* Exercise requirements:
1 - In the switch description, what returns the dome spring type movable contact 30A to its original dome shape once the pushing force on side 25B is released?
2 - Rewrite the paragraph of the switch description that begins "A pushing force is applied to the upper end portion" as a short bulleted list that keeps its main facts.
3 - Reproduce word for word the portion of the switch description starting at "Incidentally, the position" and ending at "25 by mistake.".

* Document:
+ + +

Incidentally, the position for applying a force to the knob 25 in the tangential direction in this operation is not limited to the upper end of the middle 25A of the knob 25. The position may be deviated to the right or left side of the knob 25. However, due care is needed not to press the knob 25 by mistake when applying a force in the tangential direction. Manipulation of the middle 25A minimizes the chance of pushing the knob 25 by mistake.
The switch operation is described below while referring to Fig. 9, Fig. 10, and Fig. 1 showing the top of the REPS of the embodiment.
A pushing force is applied to the upper end portion of one side 25B on the outer circumference of the knob 25 in the direction of arrow V1 (see Fig. 10 and Fig. 12 which are front views showing the operating state of the REPS of the embodiment). By this pushing force, the frame 24 holding the knob 25 swings by rotation of the support shafts 33A, 33B. The pushing force in the direction of arrow V1 acts mostly on the switch 22A which, of the two switches 22A and 22B, the closest to the one side 25B being pushed. Accordingly, the dome spring type movable contact 30A of this switch 22A is pushed down and deflected downward. The frame 24 inclines about a line between one support shaft 33A and the other switch 22B, and when the pushing force becomes larger, the dome spring type movable contact 30A is inverted to short-circuit between the fixed contacts 29A and 29B, thereby turning on the switch 22A.
At this time, the frame 24 overcomes the urging force of the spring 36, and its one support shaft 33B moves upward in its support slot 32B, and this motion is nearly equal to the action stroke of the switch 22A.
When the pushing force applied to the upper end of the side 25B is released, the dome spring type movable contact 30A of the switch 22A returns to the original dome shape by its own elastic restoring force. The switch 22A becomes OFF state, and the frame 24 and the knob 25 held by the frame also return to their normal positions shown in Fig. 9.

+ + +

* Stored records:
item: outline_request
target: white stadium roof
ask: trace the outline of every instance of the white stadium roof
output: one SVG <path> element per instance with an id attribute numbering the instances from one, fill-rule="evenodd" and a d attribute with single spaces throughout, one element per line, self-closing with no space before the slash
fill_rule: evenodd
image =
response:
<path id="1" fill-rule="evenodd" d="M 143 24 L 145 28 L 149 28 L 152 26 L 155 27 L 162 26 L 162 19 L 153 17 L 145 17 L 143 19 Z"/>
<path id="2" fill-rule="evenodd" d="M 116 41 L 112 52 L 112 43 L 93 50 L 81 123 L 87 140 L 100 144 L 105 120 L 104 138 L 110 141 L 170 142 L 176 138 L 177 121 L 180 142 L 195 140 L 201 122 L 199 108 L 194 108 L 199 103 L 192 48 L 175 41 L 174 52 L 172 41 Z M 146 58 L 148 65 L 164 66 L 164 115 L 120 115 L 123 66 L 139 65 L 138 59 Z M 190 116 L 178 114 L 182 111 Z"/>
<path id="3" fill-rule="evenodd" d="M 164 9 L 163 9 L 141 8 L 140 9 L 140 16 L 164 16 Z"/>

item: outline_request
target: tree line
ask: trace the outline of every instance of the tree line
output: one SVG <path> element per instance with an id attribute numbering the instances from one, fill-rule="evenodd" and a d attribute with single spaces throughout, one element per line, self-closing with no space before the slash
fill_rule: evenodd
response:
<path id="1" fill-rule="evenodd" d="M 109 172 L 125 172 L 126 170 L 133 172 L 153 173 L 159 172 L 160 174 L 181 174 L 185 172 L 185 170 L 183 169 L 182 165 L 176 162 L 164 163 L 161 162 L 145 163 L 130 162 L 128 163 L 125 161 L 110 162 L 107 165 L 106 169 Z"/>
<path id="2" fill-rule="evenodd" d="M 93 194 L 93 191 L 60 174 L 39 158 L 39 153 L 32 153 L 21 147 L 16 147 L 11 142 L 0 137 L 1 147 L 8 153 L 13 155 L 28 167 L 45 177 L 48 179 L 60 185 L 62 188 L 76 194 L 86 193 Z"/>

+ + +

* Results of the exercise:
1 - Its own elastic restoring force returns it to the original dome shape.

2 -
- A pushing force is applied in the direction of arrow V1 to the upper end of one side 25B on the outer circumference of the knob 25 (see Fig. 10 and Fig. 12).
- This force makes the frame 24, which holds the knob 25, swing by rotation of the support shafts 33A and 33B.
- The force acts mostly on switch 22A, the one of the two switches 22A and 22B closest to the pushed side 25B.
- The dome spring type movable contact 30A of switch 22A is pushed down and deflected downward.
- The frame 24 inclines about a line between support shaft 33A and the other switch 22B.
- As the force grows, contact 30A inverts and short-circuits the fixed contacts 29A and 29B, turning switch 22A on.

3 -
Incidentally, the position for applying a force to the knob 25 in the tangential direction in this operation is not limited to the upper end of the middle 25A of the knob 25. The position may be deviated to the right or left side of the knob 25. However, due care is needed not to press the knob 25 by mistake when applying a force in the tangential direction. Manipulation of the middle 25A minimizes the chance of pushing the knob 25 by mistake.